[TO DO]
Answer these questions using the text on jimson weed:
1. Who wrote the screenplay for the 1958 film based on The Horse's Mouth?
2. In what year is the OED's first cite for James-Town-weed?
3. After whom were Jamestown and the James River named?

[EXERCISE TEXT]
========================

Along those lines, I guessed that jimson weed is Jimson weed, named after someone, perhaps an obscure English botanist, with the family name Jimson, like the central character Gulley Jimson in Joyce Cary’s 1944 novel The Horse’s Mouth and the wonderful 1958 film based on it (where Alec Guinness, who wrote the screenplay, played Gulley Jimson).

But no. Things are much stranger than that: Jimson weed was Jamestown weed — from Jamestown VA, where English settlers came across the plant. The OED‘s first cite is for James-Town-weed, in 1637, and then Jamestown got worn down phonologically.

So Jamestown, which made some sense — a town named, like the James River, after King James I of England — became the opaque Jimson, which was then rationalized by some people as gypsum. Semantic clarity battles phonological ease.

 

13 Responses to “gypsum weed etc.”

  1. John Baker Says:

    Elegantly told as always, Arnold, and even those of us who knew some of this were able to learn.

========================

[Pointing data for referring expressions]
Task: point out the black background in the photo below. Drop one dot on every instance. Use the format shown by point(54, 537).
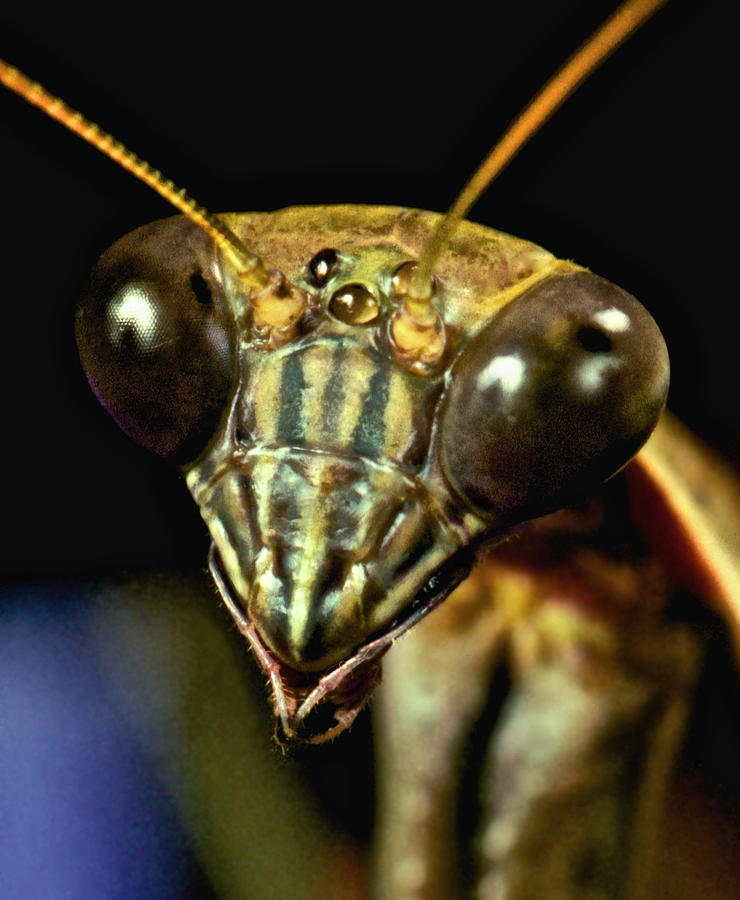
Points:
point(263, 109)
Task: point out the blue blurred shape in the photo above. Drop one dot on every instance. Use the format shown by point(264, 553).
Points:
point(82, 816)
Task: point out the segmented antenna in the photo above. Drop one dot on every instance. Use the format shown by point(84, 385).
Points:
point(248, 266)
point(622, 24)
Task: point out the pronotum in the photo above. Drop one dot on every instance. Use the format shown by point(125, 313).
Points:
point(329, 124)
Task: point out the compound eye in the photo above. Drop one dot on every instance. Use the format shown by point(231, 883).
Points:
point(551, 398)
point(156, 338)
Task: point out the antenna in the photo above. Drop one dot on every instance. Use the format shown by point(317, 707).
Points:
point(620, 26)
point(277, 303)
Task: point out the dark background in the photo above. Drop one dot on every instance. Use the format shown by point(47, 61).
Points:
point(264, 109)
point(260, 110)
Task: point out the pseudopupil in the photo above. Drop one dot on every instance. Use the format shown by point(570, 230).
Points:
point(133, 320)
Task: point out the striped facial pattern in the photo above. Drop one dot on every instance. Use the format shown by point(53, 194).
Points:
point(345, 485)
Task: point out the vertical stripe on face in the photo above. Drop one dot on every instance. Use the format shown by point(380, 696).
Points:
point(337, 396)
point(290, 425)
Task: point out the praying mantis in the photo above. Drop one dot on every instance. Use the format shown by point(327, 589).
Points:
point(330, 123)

========================

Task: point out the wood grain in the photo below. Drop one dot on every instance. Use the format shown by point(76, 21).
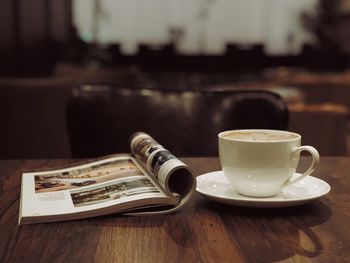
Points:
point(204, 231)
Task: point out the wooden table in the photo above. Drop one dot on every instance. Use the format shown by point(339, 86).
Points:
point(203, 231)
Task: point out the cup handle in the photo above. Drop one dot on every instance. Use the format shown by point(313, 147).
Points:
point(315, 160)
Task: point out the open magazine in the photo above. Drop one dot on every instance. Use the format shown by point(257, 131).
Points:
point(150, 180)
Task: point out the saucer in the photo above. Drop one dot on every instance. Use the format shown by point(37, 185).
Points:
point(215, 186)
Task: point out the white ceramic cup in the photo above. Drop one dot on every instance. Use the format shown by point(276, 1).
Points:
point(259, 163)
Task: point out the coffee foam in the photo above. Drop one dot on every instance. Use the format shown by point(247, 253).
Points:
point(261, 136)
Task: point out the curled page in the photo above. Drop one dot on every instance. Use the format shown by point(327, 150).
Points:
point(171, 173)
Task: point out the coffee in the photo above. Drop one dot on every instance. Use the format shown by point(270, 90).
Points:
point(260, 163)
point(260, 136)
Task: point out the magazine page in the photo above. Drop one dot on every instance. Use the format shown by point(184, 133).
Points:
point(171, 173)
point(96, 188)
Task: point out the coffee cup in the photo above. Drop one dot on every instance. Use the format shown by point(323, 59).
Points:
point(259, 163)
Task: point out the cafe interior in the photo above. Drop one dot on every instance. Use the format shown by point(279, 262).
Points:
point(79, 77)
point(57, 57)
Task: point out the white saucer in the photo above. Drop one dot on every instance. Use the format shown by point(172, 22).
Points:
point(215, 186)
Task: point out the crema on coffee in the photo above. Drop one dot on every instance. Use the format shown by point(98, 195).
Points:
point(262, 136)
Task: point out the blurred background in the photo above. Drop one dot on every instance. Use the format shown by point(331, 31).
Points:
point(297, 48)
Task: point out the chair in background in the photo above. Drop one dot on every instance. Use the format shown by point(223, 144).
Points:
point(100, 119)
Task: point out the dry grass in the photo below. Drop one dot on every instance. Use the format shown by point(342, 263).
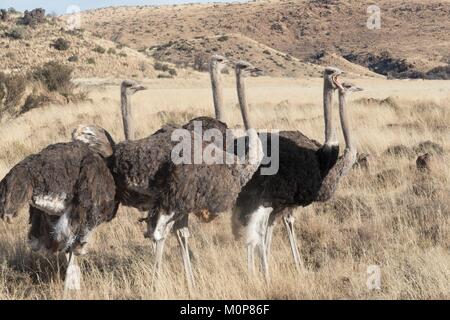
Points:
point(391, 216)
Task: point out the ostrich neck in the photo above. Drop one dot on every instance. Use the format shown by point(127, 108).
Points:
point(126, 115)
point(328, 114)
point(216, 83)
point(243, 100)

========================

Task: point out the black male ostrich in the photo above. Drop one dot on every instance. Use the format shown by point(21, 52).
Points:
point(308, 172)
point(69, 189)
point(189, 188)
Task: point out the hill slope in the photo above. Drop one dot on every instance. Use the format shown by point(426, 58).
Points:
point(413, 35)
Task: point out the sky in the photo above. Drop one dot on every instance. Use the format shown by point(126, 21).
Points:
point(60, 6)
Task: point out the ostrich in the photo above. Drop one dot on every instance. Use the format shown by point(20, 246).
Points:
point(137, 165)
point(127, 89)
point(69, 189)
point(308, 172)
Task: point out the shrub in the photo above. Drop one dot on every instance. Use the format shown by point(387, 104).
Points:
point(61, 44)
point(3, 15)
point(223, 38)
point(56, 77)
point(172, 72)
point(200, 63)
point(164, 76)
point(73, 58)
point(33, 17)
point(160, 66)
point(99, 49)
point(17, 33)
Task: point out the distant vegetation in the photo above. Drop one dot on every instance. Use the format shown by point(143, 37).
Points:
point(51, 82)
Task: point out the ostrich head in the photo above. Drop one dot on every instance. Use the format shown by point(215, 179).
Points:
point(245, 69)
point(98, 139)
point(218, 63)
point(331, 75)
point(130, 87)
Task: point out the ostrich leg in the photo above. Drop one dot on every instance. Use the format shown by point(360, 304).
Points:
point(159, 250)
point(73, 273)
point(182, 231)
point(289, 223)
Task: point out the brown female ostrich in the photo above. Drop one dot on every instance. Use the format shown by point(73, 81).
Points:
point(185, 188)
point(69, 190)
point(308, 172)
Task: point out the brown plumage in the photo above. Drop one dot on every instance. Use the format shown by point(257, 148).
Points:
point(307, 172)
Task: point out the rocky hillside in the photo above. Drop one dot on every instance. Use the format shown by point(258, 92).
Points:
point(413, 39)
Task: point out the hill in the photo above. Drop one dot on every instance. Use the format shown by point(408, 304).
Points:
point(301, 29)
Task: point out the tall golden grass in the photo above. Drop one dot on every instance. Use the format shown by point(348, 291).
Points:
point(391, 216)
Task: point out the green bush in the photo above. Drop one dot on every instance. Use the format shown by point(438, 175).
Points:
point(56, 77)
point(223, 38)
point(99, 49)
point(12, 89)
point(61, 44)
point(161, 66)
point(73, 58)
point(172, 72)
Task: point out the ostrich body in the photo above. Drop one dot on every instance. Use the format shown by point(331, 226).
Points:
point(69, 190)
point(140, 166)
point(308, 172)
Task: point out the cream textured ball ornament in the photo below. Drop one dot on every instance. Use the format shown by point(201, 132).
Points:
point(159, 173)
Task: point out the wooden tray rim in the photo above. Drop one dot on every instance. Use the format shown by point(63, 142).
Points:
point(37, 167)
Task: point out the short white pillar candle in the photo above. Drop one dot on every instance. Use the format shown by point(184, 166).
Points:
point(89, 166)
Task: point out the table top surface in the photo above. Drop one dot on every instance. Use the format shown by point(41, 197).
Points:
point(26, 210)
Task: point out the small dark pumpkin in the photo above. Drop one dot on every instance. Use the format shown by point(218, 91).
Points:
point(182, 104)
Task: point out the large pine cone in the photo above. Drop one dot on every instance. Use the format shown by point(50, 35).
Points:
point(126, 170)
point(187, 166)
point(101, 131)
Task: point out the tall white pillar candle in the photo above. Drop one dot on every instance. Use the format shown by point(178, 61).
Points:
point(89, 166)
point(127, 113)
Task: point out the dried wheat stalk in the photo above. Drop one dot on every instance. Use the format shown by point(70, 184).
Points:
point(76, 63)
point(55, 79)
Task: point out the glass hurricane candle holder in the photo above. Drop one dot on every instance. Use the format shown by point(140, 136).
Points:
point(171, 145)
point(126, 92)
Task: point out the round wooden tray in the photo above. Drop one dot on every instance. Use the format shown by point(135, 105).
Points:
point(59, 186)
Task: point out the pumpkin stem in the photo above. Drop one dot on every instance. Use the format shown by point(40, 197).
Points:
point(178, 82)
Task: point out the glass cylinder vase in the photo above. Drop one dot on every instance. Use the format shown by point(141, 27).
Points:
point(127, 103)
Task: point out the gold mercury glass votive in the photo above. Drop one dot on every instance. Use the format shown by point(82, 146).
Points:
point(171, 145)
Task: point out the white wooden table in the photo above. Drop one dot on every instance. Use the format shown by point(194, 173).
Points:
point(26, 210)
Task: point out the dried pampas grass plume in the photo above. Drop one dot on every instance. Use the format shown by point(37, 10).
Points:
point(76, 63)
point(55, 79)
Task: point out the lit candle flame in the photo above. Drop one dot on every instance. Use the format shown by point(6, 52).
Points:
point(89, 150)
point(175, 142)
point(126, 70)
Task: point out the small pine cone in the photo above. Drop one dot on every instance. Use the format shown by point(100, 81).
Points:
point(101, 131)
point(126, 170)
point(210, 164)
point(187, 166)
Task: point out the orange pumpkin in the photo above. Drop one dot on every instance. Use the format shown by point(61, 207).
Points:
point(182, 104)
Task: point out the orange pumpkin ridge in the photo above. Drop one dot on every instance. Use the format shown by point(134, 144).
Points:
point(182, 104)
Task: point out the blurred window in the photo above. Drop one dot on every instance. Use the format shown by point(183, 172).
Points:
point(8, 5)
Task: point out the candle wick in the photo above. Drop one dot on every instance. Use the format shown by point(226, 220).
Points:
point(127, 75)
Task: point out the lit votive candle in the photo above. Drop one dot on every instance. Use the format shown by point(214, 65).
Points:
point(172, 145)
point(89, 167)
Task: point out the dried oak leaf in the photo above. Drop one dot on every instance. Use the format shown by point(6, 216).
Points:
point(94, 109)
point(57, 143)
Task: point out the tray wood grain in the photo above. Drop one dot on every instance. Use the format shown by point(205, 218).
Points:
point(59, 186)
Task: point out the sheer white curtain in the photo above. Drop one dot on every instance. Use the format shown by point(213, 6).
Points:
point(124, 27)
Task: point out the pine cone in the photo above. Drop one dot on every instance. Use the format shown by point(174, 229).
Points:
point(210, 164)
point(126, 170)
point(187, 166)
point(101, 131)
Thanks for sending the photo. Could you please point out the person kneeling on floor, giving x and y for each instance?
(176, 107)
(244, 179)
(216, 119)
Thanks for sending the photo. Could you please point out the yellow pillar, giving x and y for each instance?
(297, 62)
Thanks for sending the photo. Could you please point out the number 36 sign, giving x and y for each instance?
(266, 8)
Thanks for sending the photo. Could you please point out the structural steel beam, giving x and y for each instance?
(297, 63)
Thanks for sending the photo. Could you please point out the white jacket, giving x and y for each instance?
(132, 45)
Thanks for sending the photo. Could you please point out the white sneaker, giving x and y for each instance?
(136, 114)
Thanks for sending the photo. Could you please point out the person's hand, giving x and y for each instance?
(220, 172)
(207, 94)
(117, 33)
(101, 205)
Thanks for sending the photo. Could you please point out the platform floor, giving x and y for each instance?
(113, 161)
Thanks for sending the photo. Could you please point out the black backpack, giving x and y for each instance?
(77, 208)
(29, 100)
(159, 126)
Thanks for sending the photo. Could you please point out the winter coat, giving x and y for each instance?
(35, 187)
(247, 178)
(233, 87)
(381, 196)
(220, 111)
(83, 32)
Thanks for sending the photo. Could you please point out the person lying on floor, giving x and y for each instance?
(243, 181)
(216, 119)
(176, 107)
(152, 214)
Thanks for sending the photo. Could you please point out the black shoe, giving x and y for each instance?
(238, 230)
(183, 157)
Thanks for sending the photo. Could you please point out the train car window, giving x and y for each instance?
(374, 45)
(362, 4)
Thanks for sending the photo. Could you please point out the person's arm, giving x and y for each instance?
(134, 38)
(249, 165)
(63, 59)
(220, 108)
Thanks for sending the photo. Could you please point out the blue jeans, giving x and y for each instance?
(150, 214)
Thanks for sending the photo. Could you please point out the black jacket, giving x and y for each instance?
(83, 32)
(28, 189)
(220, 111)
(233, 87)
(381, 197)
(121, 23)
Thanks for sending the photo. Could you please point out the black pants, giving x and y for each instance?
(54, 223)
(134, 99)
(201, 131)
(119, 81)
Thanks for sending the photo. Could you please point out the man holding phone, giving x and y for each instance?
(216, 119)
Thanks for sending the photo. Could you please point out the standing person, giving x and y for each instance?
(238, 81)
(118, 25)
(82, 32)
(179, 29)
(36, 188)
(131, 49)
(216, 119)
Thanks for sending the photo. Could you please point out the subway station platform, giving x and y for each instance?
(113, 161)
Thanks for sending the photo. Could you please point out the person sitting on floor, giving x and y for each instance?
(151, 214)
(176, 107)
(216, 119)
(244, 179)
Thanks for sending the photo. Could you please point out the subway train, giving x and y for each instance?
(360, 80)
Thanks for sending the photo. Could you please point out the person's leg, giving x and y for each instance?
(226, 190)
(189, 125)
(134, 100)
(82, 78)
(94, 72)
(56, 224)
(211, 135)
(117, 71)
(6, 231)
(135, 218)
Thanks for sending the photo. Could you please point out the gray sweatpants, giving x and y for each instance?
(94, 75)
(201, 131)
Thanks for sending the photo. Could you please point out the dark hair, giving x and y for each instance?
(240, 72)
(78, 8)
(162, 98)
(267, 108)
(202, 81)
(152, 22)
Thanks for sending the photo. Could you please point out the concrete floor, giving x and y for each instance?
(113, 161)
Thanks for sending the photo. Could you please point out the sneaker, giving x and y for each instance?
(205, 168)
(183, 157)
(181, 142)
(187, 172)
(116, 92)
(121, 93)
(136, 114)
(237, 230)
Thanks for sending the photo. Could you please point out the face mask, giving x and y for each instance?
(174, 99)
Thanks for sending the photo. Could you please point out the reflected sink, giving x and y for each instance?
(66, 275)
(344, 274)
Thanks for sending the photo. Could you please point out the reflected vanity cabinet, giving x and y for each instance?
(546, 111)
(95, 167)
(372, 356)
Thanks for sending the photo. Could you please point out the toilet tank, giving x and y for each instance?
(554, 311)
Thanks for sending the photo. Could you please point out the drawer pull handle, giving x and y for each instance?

========================

[EXERCISE RESPONSE]
1. Alec Guinness
2. 1637
3. King James I of England